* Exercise goal
Return the stretch of the listing from the line containing "Note: pick out each instance of the white fur" through the line containing "(303, 1105)", both included, copied character for character.

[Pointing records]
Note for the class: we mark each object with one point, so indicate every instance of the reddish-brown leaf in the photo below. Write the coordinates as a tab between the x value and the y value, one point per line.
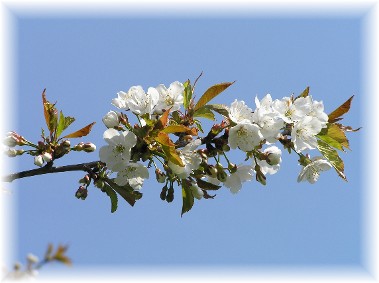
344	108
82	132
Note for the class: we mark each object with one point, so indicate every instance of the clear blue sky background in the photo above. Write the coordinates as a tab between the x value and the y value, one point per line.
83	62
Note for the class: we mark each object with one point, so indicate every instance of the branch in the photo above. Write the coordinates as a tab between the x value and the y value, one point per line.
48	169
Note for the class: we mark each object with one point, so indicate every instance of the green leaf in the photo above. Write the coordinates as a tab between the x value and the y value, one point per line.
172	155
342	109
82	132
112	195
187	94
198	125
304	94
334	136
188	198
176	129
63	123
206	185
331	154
204	112
50	113
211	93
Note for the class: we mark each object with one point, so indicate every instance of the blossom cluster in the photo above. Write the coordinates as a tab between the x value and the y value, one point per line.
167	135
252	131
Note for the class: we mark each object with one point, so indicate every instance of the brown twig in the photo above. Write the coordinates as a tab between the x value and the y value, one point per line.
87	167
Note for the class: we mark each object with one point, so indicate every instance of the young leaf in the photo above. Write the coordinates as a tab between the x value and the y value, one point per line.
50	113
82	132
63	123
334	136
112	195
305	93
175	129
331	154
204	112
344	108
188	198
187	94
211	93
206	185
220	109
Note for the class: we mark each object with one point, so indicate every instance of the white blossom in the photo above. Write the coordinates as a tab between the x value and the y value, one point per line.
304	133
117	152
272	164
245	136
169	98
190	159
239	112
292	111
121	100
132	174
140	102
110	119
312	171
242	174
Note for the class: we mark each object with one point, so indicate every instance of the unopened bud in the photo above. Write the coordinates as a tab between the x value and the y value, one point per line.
81	193
221	175
232	167
66	143
160	176
170	194
225	147
259	176
47	157
89	147
38	160
163	193
85	180
273	155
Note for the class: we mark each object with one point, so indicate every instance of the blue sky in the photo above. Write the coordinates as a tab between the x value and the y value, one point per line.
83	62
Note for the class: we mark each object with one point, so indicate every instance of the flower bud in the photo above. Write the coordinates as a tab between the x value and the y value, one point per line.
273	155
89	147
81	193
212	171
66	143
196	191
163	193
47	157
160	176
232	167
170	194
38	160
111	119
221	175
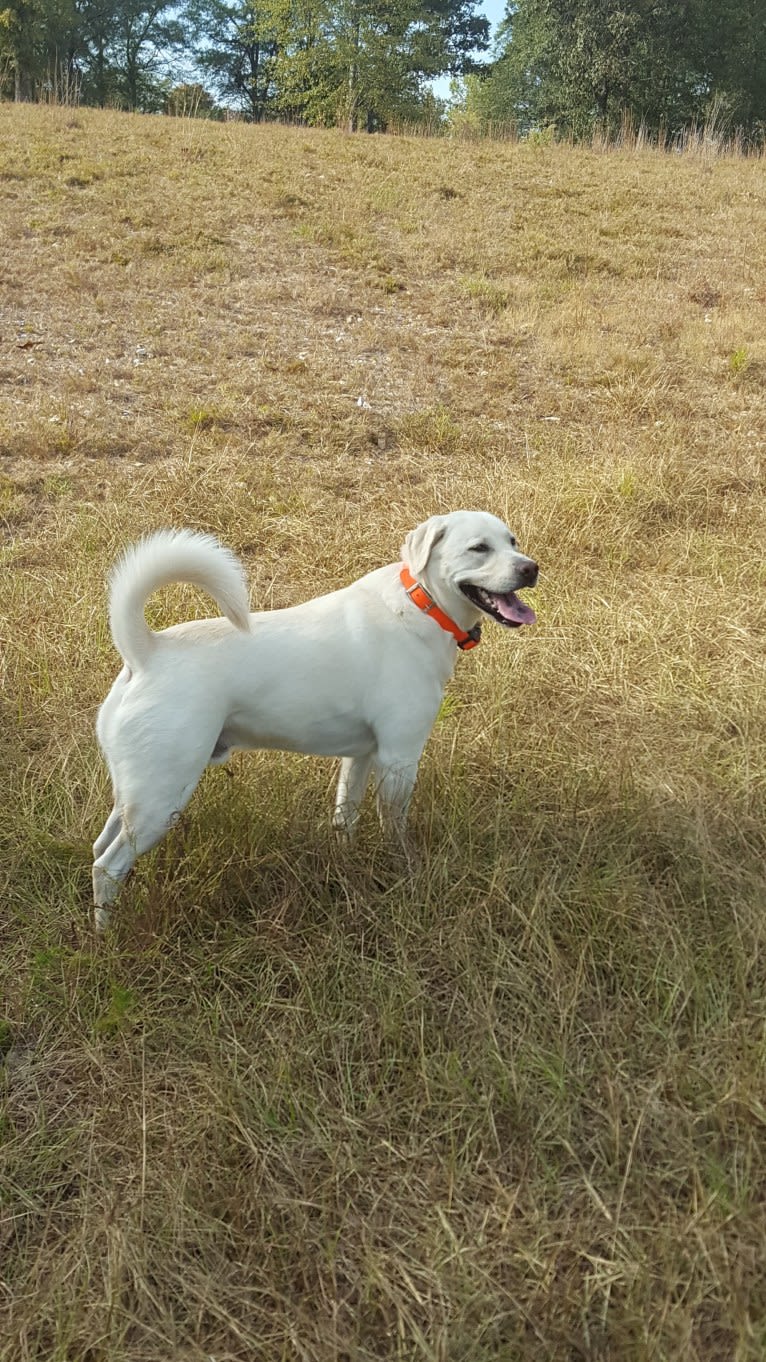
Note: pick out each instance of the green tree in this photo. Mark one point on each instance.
(586, 63)
(338, 61)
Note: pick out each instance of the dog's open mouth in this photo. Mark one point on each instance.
(506, 609)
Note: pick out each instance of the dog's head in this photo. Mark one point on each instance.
(470, 563)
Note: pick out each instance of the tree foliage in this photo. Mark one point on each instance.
(663, 64)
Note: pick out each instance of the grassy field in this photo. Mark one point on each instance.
(301, 1106)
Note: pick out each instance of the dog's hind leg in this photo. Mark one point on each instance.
(352, 783)
(109, 831)
(141, 827)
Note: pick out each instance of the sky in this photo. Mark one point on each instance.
(494, 10)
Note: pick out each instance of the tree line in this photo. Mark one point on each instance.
(569, 66)
(664, 66)
(319, 61)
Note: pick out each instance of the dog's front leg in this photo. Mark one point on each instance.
(352, 785)
(394, 786)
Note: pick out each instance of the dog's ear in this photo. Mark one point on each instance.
(421, 541)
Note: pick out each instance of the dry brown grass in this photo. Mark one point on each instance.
(299, 1106)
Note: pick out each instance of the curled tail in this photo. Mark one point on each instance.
(164, 557)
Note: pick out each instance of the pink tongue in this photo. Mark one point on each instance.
(514, 609)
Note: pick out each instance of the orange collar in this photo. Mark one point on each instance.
(419, 597)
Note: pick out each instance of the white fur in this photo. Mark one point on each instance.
(356, 674)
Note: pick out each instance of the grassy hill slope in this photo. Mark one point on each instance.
(303, 1105)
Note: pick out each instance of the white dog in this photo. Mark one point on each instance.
(356, 674)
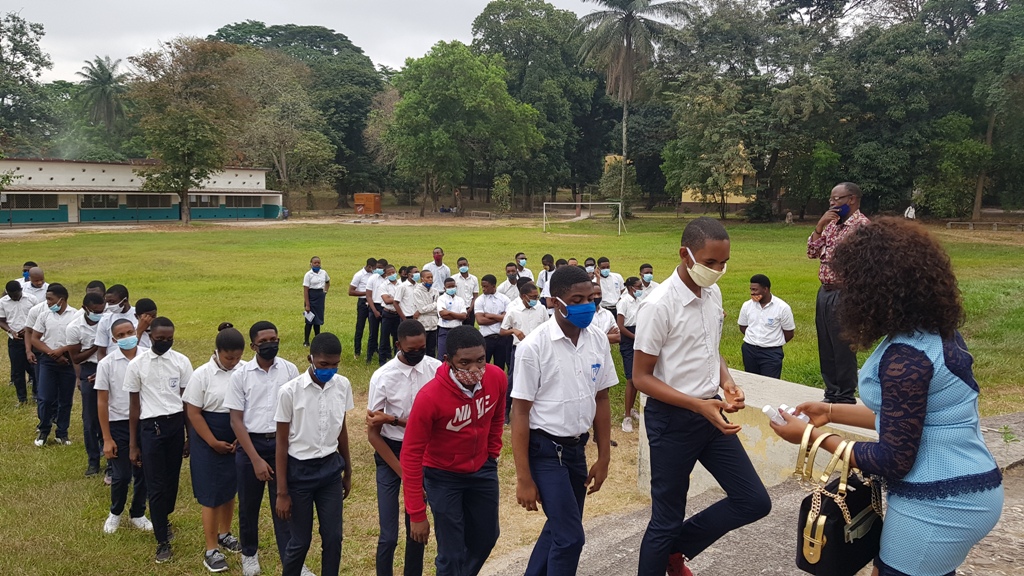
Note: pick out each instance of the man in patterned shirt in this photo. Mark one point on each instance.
(838, 361)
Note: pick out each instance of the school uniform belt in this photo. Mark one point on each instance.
(564, 441)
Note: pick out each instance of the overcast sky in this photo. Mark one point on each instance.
(388, 31)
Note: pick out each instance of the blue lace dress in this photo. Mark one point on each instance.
(944, 488)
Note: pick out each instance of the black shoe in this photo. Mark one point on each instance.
(164, 552)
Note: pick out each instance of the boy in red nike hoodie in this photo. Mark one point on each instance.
(453, 439)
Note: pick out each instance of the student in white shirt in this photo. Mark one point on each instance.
(83, 351)
(14, 309)
(469, 288)
(560, 389)
(112, 401)
(677, 363)
(155, 379)
(56, 373)
(626, 321)
(611, 285)
(357, 289)
(315, 284)
(212, 455)
(425, 310)
(766, 322)
(253, 403)
(520, 264)
(438, 269)
(492, 309)
(392, 388)
(313, 464)
(523, 316)
(452, 311)
(375, 303)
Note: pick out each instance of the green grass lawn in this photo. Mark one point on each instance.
(51, 517)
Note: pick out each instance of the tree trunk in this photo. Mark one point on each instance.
(979, 191)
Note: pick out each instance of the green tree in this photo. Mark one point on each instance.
(623, 39)
(102, 91)
(187, 113)
(452, 98)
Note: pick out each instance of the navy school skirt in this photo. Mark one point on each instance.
(214, 479)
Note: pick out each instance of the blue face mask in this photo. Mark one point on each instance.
(579, 315)
(128, 343)
(325, 374)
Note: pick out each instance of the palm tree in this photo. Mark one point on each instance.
(623, 39)
(102, 88)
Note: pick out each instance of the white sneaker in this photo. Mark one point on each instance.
(112, 524)
(250, 566)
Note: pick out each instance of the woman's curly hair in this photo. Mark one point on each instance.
(896, 280)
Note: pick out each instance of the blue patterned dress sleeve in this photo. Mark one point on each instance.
(905, 374)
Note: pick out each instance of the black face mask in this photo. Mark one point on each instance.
(267, 351)
(161, 346)
(414, 357)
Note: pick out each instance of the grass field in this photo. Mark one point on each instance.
(51, 516)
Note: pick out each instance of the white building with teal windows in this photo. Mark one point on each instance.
(47, 191)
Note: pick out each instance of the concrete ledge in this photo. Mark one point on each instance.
(774, 458)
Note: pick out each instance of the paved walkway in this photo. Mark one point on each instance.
(769, 546)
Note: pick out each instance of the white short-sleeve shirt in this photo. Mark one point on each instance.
(111, 377)
(315, 280)
(520, 317)
(561, 378)
(394, 385)
(451, 303)
(15, 313)
(209, 386)
(766, 323)
(159, 380)
(314, 415)
(492, 303)
(254, 392)
(684, 332)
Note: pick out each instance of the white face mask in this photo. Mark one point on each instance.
(704, 276)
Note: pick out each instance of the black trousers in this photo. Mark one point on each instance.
(361, 314)
(763, 361)
(838, 362)
(19, 367)
(162, 441)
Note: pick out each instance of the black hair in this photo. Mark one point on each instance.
(259, 327)
(229, 339)
(161, 322)
(119, 291)
(699, 231)
(325, 343)
(463, 337)
(91, 298)
(411, 329)
(565, 278)
(144, 304)
(58, 290)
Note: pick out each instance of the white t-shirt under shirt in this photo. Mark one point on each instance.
(561, 378)
(765, 324)
(394, 385)
(684, 332)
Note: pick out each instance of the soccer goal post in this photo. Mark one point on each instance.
(587, 211)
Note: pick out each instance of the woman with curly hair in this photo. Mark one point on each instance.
(944, 488)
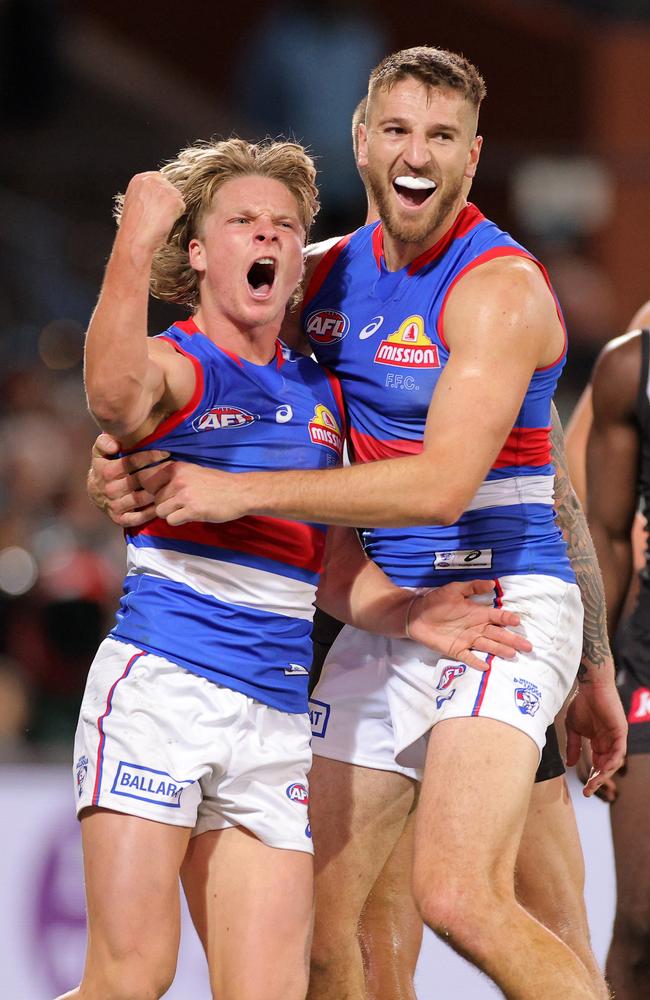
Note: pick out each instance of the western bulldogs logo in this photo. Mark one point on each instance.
(327, 326)
(81, 769)
(319, 713)
(298, 793)
(221, 418)
(442, 698)
(527, 697)
(450, 674)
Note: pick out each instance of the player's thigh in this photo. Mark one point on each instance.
(473, 802)
(131, 868)
(550, 869)
(630, 820)
(357, 816)
(391, 927)
(252, 907)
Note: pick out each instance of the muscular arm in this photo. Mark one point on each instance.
(355, 590)
(131, 381)
(501, 324)
(612, 465)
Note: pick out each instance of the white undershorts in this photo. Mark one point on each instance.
(157, 741)
(378, 699)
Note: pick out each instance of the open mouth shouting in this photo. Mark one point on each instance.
(413, 192)
(261, 277)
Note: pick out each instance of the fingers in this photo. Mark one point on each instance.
(143, 459)
(474, 661)
(105, 445)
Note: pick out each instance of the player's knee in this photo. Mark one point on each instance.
(460, 913)
(131, 978)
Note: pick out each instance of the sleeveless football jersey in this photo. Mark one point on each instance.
(234, 602)
(382, 334)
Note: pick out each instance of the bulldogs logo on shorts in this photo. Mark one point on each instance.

* Result of the exercise
Note: pick out each instance of the white fur in this photo. Mark one point on each instance.
(356, 674)
Note: pick out each instance of the grassy hill slope in this photo. Mark one point on each instance.
(303, 1105)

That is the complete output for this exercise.